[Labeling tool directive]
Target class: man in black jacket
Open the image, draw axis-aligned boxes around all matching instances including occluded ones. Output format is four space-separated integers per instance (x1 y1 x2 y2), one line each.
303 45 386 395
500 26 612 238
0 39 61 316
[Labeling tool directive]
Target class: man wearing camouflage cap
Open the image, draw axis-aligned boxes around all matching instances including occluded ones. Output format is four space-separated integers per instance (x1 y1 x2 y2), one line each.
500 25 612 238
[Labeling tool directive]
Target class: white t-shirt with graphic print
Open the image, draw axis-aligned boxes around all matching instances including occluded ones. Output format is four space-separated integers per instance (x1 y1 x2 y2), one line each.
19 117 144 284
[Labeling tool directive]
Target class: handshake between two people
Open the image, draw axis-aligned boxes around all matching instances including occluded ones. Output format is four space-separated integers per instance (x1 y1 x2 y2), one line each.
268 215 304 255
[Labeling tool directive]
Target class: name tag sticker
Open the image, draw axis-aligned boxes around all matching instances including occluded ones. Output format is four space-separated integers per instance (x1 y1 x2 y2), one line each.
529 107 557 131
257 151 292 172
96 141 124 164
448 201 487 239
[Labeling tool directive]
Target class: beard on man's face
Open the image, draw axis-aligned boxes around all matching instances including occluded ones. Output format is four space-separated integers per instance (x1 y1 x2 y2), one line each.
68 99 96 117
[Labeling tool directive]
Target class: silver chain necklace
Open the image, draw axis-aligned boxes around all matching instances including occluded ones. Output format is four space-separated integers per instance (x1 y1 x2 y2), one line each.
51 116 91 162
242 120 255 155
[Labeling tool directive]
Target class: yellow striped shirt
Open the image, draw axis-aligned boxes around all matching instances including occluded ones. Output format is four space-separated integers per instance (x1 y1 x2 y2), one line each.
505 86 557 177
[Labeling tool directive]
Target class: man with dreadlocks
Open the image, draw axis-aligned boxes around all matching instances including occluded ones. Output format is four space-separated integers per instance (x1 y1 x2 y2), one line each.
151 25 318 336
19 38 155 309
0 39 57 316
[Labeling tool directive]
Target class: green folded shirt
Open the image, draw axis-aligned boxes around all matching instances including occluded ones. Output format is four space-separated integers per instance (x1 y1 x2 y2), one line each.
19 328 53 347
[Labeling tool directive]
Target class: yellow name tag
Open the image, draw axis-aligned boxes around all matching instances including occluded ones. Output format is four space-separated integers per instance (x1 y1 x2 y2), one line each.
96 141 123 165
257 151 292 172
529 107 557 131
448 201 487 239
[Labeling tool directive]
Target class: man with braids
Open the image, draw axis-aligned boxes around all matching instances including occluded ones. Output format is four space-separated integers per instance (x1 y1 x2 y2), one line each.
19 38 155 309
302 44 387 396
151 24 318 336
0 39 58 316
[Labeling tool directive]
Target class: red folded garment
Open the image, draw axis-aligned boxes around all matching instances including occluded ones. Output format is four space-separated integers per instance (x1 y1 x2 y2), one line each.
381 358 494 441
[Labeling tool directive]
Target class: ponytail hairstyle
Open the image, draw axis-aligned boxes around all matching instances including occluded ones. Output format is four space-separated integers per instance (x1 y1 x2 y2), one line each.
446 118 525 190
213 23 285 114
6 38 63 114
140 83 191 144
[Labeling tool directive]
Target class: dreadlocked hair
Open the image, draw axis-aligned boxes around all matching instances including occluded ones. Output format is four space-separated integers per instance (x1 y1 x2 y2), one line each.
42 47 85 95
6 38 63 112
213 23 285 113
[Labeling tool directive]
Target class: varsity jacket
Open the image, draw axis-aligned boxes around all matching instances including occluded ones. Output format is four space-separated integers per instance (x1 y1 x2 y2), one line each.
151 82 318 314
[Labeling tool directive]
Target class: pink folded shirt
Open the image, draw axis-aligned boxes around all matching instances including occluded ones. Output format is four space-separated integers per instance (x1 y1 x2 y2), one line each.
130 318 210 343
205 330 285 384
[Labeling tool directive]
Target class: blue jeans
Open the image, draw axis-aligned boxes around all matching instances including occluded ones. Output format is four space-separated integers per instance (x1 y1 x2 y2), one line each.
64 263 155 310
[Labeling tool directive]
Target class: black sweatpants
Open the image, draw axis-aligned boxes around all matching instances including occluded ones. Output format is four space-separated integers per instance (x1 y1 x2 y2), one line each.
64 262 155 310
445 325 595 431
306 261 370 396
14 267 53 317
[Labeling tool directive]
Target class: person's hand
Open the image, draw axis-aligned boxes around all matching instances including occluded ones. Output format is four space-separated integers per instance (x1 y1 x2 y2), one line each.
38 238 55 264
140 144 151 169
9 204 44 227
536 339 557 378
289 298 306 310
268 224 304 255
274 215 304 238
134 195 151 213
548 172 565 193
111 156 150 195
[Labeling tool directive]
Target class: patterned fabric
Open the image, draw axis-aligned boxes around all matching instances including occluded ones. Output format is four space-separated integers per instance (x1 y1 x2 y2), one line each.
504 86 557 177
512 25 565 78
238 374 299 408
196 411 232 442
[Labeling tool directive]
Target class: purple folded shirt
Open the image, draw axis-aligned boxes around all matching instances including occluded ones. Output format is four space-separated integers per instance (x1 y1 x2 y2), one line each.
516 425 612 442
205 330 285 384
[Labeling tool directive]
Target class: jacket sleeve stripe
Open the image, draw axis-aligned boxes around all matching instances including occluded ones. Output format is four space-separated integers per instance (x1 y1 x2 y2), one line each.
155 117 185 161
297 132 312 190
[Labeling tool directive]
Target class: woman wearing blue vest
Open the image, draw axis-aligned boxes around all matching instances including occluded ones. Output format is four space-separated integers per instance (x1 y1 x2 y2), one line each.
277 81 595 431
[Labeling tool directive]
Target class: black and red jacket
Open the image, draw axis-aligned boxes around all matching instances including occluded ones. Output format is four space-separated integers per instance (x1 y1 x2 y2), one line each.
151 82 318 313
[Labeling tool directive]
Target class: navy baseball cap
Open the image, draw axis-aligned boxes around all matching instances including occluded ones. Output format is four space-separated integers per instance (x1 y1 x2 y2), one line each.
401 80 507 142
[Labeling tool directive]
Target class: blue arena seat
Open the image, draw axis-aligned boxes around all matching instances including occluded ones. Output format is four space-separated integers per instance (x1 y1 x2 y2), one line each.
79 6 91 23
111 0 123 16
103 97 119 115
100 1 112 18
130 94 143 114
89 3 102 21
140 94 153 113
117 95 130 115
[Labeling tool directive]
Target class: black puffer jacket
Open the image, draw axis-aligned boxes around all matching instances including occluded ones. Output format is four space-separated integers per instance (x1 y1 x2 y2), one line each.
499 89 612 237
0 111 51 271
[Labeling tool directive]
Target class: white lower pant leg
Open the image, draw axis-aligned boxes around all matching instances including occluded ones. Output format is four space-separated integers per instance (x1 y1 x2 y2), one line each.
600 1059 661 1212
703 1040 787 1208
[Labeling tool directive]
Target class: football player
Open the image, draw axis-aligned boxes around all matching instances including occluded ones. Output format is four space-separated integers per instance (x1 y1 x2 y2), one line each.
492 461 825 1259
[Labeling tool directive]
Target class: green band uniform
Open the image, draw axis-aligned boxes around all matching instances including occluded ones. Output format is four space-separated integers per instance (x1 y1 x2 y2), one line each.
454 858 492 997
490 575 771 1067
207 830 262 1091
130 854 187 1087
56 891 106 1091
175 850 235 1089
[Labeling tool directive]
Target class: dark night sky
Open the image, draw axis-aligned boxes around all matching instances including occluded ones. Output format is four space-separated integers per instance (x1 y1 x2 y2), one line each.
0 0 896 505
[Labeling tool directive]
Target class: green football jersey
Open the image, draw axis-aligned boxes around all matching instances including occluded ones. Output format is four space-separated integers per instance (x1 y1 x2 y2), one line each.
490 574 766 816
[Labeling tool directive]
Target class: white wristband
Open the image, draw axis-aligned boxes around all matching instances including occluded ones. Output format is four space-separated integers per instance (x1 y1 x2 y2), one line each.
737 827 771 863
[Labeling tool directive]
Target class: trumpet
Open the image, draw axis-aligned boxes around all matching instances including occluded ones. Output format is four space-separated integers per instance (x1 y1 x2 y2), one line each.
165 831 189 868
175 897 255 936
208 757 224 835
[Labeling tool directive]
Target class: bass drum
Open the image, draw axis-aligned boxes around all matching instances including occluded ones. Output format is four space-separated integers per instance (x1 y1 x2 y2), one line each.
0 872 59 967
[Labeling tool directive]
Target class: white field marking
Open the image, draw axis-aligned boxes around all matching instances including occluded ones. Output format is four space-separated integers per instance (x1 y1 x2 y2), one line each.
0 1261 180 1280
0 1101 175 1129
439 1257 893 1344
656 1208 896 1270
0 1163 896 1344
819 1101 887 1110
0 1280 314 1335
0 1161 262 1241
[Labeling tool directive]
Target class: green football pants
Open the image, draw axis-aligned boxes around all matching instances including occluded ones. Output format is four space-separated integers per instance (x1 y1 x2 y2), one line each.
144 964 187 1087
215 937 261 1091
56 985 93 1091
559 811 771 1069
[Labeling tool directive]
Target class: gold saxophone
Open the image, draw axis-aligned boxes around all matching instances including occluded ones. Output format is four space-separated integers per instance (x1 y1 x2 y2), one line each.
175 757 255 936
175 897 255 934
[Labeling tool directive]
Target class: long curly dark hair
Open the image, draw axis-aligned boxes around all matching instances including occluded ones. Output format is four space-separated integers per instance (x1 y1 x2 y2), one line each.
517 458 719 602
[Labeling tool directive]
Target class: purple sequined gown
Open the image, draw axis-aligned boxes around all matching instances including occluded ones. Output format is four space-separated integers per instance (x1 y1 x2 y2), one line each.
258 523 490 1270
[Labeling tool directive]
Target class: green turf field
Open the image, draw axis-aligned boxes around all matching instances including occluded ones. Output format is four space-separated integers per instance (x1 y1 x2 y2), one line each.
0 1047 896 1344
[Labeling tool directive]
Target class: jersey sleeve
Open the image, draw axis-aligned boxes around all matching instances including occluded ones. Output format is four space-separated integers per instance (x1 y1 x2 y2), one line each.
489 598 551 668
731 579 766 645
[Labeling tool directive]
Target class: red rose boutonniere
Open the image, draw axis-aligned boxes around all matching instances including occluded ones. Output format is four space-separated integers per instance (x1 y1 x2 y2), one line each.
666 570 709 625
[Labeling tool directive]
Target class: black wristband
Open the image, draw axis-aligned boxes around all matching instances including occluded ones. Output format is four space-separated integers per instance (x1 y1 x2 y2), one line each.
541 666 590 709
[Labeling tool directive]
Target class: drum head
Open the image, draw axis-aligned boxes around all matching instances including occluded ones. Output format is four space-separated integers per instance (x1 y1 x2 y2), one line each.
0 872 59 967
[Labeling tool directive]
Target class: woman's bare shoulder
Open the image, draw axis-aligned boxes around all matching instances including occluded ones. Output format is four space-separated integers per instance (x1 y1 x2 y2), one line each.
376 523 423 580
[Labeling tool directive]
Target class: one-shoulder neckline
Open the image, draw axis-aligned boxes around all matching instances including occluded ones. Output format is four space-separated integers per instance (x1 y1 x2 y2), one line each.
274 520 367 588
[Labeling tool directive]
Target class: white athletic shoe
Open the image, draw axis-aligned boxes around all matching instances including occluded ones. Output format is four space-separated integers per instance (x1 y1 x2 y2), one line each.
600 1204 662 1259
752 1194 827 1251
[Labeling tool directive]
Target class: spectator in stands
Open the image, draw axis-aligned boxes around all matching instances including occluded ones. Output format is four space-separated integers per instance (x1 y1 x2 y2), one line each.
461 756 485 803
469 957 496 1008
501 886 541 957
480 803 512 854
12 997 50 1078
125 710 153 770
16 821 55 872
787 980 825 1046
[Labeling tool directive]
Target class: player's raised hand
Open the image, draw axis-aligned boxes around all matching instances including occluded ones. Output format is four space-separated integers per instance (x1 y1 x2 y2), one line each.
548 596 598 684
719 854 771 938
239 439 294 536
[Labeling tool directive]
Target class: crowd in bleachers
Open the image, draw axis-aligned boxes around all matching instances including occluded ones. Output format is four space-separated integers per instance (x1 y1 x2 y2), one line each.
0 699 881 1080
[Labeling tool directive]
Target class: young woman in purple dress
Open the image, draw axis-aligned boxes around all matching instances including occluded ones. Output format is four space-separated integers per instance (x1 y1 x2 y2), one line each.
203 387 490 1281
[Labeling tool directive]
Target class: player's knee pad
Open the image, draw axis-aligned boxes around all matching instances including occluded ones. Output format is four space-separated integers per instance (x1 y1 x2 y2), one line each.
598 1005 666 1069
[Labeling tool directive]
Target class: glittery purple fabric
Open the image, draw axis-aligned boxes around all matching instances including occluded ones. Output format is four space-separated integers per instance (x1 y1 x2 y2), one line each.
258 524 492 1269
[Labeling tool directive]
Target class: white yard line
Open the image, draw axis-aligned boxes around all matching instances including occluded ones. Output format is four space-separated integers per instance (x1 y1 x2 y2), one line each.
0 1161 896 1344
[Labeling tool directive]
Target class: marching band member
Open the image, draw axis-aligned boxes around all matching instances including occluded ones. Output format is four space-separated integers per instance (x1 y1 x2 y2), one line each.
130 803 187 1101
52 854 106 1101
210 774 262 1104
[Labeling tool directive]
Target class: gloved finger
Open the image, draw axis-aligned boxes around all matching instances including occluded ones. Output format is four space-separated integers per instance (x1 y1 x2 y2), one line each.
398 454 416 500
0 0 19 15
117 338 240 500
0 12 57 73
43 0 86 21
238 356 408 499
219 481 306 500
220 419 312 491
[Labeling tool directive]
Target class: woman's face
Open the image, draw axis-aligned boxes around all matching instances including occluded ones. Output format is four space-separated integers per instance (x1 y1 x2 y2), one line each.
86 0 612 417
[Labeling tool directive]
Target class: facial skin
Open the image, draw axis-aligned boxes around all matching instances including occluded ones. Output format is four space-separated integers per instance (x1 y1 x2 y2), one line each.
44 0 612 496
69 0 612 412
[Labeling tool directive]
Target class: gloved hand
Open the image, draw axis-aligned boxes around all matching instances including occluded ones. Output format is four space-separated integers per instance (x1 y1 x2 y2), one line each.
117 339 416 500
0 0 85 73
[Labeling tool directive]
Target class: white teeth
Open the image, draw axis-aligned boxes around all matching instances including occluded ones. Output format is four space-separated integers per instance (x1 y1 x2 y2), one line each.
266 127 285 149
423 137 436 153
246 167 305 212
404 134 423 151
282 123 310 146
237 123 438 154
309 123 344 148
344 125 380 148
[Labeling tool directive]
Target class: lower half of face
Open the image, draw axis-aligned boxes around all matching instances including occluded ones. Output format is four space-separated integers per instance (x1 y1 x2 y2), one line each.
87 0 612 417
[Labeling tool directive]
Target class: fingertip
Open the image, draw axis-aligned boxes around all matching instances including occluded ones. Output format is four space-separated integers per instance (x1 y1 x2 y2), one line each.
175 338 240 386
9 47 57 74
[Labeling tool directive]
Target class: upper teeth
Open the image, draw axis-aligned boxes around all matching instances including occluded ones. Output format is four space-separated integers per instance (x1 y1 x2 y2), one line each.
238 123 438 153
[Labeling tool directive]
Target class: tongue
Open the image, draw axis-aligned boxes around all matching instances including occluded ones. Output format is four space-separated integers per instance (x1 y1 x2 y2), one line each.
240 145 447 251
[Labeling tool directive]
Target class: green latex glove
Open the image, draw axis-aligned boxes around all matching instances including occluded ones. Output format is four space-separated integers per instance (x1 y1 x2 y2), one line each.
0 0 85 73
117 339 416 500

> [GOAL]
Rewrite the lines from the first one through the line with "500 25 612 238", replacing "draw" with "sketch" and leaving everything else unchanged. Give only those lines.

> [COMPLETED EXERCISE]
[Labeling tool directive]
Target class: man in black jacket
Open the image, sketch axis-aligned boxes around all matching instances including occluded ones. Output format is four space-separated integers per instance (x1 y1 x2 y2), one line each.
303 45 386 395
500 26 612 238
0 39 61 316
[Labeling tool directive]
Target class: man wearing camouflage cap
Open the image, sketch axis-aligned boxes around all matching instances including occluded ones. Output format is four space-separated integers per instance (x1 y1 x2 y2), one line each.
500 25 612 238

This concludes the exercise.